*Extracted text*:
● ● ●

After the citric acid cycle is complete, NADH and FADH2 carry the energy stored during the cycle to contribute to ATP synthesis. These molecules act as "energy carriers," providing the main sources of electrons and protons for the electron transport chain (ETC) in the mitochondria.
Electron Transport Chain (ETC): NADH and FADH2 donate their electrons to the protein complexes of the ETC, located in the inner mitochondrial membrane. These electrons travel through a series of protein complexes, pumping protons (H+) from the mitochondrial matrix into the intermembrane space.
Proton pumps and electron transport: As electrons travel through the protein complexes, the energy generated by these proton pumps is used to actively pump protons into the intermembrane space, creating a proton gradient across the inner mitochondrial membrane.
ATP synthesis: The proton gradient is utilized by an enzyme called ATP synthase to produce ATP. ATP synthase acts as a "turbine," spinning as protons flow through it, converting ADP to ATP.
Water formation: At the end of the electron transport chain, electrons and protons combine with oxygen (O2) to form water (H2O). Regeneration of NAD+ and FAD:
The electrons traveling through the electron transport chain are transferred to oxygen, and NADH and FADH2 are regenerated to their original state (NAD+ and FAD). This is crucial because NAD+ and FAD are needed again in the citric acid cycle to continue the cycle.
In summary, NADH and FADH2 carry the energy stored during the citric acid cycle to the electron transport chain, generating ATP, which functions as the main energy currency of the cell. The process ends with the formation of water and the regeneration of the molecules NAD+ and FAD, which can be reused at the beginning of the citric acid cycle.

● ● ●

*Material supplied*:
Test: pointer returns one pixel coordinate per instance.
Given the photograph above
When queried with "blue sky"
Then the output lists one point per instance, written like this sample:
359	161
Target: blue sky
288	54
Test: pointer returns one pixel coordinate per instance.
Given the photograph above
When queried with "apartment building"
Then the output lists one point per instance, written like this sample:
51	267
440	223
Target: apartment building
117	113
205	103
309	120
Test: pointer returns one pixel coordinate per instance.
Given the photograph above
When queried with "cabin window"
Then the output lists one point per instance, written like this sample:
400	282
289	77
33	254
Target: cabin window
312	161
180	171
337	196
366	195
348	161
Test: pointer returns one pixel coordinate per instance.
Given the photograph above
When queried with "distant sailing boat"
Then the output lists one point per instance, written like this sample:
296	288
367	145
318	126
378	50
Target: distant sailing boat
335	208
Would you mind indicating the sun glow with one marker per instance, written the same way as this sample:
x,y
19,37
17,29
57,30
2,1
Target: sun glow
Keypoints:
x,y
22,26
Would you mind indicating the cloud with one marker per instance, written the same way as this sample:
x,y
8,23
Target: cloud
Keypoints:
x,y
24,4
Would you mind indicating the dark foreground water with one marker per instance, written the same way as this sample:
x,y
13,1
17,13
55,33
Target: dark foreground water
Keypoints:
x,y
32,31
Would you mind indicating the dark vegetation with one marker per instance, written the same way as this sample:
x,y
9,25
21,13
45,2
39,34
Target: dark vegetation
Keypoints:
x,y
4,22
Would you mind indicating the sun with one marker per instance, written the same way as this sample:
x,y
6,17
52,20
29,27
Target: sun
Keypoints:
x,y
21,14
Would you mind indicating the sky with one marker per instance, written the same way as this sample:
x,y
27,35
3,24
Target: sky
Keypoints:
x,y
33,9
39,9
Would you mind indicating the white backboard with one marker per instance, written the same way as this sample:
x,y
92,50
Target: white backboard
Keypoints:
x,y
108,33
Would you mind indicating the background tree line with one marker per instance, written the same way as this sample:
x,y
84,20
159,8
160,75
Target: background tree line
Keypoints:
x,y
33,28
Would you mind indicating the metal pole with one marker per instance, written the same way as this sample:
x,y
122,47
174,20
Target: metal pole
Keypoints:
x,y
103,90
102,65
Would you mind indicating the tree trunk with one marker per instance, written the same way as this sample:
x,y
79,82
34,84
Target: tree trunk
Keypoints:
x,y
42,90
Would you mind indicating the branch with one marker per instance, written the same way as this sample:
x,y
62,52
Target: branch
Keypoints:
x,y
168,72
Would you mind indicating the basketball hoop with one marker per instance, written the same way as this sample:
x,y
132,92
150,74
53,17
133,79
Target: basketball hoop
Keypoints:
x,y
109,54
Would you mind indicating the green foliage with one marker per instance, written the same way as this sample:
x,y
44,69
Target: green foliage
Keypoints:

● ● ●

*What is required*:
Write out the passage on the electron transport chain word for word, from "Proton pumps and" up to and including "continue the cycle.". The material has no connection to the passage on the electron transport chain.

*Written response*:
Proton pumps and electron transport: As electrons travel through the protein complexes, the energy generated by these proton pumps is used to actively pump protons into the intermembrane space, creating a proton gradient across the inner mitochondrial membrane.
ATP synthesis: The proton gradient is utilized by an enzyme called ATP synthase to produce ATP. ATP synthase acts as a "turbine," spinning as protons flow through it, converting ADP to ATP.
Water formation: At the end of the electron transport chain, electrons and protons combine with oxygen (O2) to form water (H2O). Regeneration of NAD+ and FAD:
The electrons traveling through the electron transport chain are transferred to oxygen, and NADH and FADH2 are regenerated to their original state (NAD+ and FAD). This is crucial because NAD+ and FAD are needed again in the citric acid cycle to continue the cycle.